== Kutipan Terpilih

Untuk membayangkan seperti apa keriuhan kabinet macam itu,
pikirkan saja apa yang dapat dihasilkan sekelompok rampok, maling, tukang
copet, dan tukang tipu yang dikumpulkan dalam satu ruangan untuk mengatur
ketertiban dan uang orang banyak.
Rolling birokrasi
di Bolmong, suka atau tidak, dengan ancaman Kepala BKDD atau tidak, adalah
keniscayaan. Sudah terbukti sejak pengumuman kabinetnya beberapa waktu lalu,
Pemerintahan Salihi Mokodongan-Yani Tuuk jauh dari kinerja yang baik dan
profesional. Fakta yang tak terbantah, perlahan-lahan pemerintahan di kabupaten
ini menuju situasi sinking ship.

====
== Bagian Data

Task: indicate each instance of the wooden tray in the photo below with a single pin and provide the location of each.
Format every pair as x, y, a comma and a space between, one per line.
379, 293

====

### Yang Ditanyakan
- 1) Jawablah pertanyaan berikut berdasarkan kutipan tentang birokrasi Bolmong.
(a) Pemerintahan siapa yang disebut jauh dari kinerja yang baik dan profesional?
(b) Sejak kapan hal itu dikatakan sudah terbukti?
(c) Pemerintahan di kabupaten itu perlahan-lahan menuju situasi apa?
- 2) Sebutkan semua jenis orang yang, menurut kutipan tentang birokrasi Bolmong, dikumpulkan dalam satu ruangan untuk mengatur ketertiban dan uang orang banyak.
- 3) Teruskan kutipan tentang birokrasi Bolmong dengan menulis bagian yang menyambung langsung setelah kalimat terakhirnya.

### Hasil per Tugas
- 1)
(a) Pemerintahan Salihi Mokodongan-Yani Tuuk.
(b) Sejak pengumuman kabinetnya beberapa waktu lalu.
(c) Situasi sinking ship.

- 2) Rampok, maling, tukang copet, dan tukang tipu.

- 3)
Namun belajar dari pengalaman, saya pribadi tidak optimis
dengan rolling yang bakal (dan sudah
pula dikatakan berulang kali) dilakukan Bupati Salihi Mokodongan. Bukan rahasia
lagi, menempatkan siapa, di mana, dan untuk apa di pemerintahan Bolmong kini,
tidak berada di genggaman Bupati dan Wabup. Terlampau banyak tangan-tangan
siluman yang bermain dan mengatur urusan birokrasi di Bolmong, yang celakanya
secara kasat mata juga tampak dibiarkan begitu saja oleh Bupati.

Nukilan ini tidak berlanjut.